> [Short task 1]
In the passage on Iraq's hydrocarbon law, swap "oil companies" for "energy firms" and write out the portion starting at "So what might" and ending at "the early 1970s.".

> [Source text]

What the clue? Back in DC, Bush made a statement on this during the Wednesday press conference. Can’t be sure, but this very much sounds like code, a warning to Iraqi Prime Minister Maliki and the Parliament to tread very carefully where US oil interests are concerned:

I’ve directed the Secretary of Energy to travel to Iraq to meet with his counterpart and identify ways we can provide additional support. It’s up to the Iraqis to pass a hydrocarbon law, which they’re now debating. It’s up — for the Iraqi government to decide what to do with the people’s asset. Our advice is to be careful, and to develop it with the people’s interest in mind. [emphasis added]

So what might be the content of this “hydrocarbon law” the Iraqis are supposedly designing for the benefit of “the people’s interests”? I wrote about the move toward PSAs or Production Sharing Agreements for Iraq’s oil last December. The top-level reason the US will stay in Iraq indefinitely is US-centered international oil companies getting PSAs, amounting to concessions for new oil exploration and a significant stake in producing and marketing oil from the existing fields. Control of this incredibly important asset in Iraq will only grow in strategic importance as oil markets tighten over the next few years. The US has not had direct control of spare oil production capacity, or the ability to influence market prices, since the Texas Railroad Commission lost leverage after US peak oil in the early 1970s.

> [Short task 2]
How many lines of the listing contain the string "white", with case counting? Reply with the number only.

> [The input]
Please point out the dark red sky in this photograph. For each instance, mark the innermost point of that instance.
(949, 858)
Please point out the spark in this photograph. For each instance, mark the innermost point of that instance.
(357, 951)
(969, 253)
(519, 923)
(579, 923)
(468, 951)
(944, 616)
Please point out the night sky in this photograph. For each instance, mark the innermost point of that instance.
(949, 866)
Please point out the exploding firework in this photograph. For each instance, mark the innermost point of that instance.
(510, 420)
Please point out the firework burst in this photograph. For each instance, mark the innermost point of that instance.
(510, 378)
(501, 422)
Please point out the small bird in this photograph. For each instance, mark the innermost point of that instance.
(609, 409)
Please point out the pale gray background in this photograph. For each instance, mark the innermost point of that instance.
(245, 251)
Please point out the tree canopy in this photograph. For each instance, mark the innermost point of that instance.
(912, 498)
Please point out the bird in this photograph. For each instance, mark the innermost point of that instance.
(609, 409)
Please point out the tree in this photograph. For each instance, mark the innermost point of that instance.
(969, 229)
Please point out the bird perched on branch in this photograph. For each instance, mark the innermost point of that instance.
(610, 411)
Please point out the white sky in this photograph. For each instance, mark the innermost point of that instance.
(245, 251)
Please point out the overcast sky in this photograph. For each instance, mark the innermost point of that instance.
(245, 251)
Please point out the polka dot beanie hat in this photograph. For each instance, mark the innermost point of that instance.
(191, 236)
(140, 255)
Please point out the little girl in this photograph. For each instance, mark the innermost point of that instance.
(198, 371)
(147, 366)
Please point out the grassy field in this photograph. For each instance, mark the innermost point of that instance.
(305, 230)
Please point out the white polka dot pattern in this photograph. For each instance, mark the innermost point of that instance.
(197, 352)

> [Correct response 1]
So what might be the content of this “hydrocarbon law” the Iraqis are supposedly designing for the benefit of “the people’s interests”? I wrote about the move toward PSAs or Production Sharing Agreements for Iraq’s oil last December. The top-level reason the US will stay in Iraq indefinitely is US-centered international energy firms getting PSAs, amounting to concessions for new oil exploration and a significant stake in producing and marketing oil from the existing fields. Control of this incredibly important asset in Iraq will only grow in strategic importance as oil markets tighten over the next few years. The US has not had direct control of spare oil production capacity, or the ability to influence market prices, since the Texas Railroad Commission lost leverage after US peak oil in the early 1970s.

> [Correct response 2]
2